**Work instruction**
Transcribe exactly the line containing "find the rough" and every line after it, through the end of the records below.

##### Records to process

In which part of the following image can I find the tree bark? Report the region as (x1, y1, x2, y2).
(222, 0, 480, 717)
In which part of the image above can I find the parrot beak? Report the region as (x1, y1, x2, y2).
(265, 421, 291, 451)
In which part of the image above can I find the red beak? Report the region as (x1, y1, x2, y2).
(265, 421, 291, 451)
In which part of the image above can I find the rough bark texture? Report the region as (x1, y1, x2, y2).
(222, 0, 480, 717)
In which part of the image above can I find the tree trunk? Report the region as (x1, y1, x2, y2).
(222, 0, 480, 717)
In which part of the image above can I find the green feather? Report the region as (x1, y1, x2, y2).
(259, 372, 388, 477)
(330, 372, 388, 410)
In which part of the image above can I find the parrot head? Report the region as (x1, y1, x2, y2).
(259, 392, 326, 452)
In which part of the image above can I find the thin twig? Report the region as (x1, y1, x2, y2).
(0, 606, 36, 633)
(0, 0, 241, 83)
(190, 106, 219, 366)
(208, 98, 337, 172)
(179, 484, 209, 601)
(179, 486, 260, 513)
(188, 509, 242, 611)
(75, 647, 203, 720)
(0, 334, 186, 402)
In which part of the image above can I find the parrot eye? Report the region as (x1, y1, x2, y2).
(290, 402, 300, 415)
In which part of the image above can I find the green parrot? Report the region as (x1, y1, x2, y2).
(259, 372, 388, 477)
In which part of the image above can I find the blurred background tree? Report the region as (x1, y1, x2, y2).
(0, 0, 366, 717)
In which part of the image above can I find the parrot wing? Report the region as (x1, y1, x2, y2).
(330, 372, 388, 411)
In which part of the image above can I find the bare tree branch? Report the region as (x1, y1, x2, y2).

##########

**Final answer**
In which part of the image above can I find the rough bark texture? Report the region as (x1, y1, x2, y2).
(222, 0, 480, 717)
In which part of the image above can I find the tree trunk? Report the region as (x1, y1, x2, y2).
(222, 0, 480, 717)
In which part of the image above can I find the green feather? Report the region as (x1, y1, x2, y2).
(259, 372, 388, 477)
(330, 372, 388, 410)
In which part of the image above can I find the parrot head? Report the region as (x1, y1, x2, y2).
(259, 392, 326, 452)
In which part of the image above can I find the thin twig? Report the region as (x1, y1, x2, y2).
(0, 606, 36, 633)
(0, 0, 241, 83)
(190, 106, 219, 366)
(208, 98, 337, 172)
(179, 484, 209, 601)
(179, 486, 260, 513)
(188, 509, 242, 611)
(75, 647, 203, 720)
(0, 334, 186, 402)
In which part of the image above can I find the parrot eye? Report the region as (x1, y1, x2, y2).
(290, 402, 300, 415)
In which part of the image above can I find the green parrot? Report the region as (x1, y1, x2, y2).
(259, 372, 388, 477)
In which part of the image above can I find the blurred background tree? Report the region as (x1, y1, x2, y2).
(0, 0, 366, 717)
In which part of the image above can I find the parrot wing? Report the region as (x1, y1, x2, y2).
(330, 372, 388, 411)
In which part of the image above can I find the bare tree branch? Report the region as (x1, y1, x2, y2).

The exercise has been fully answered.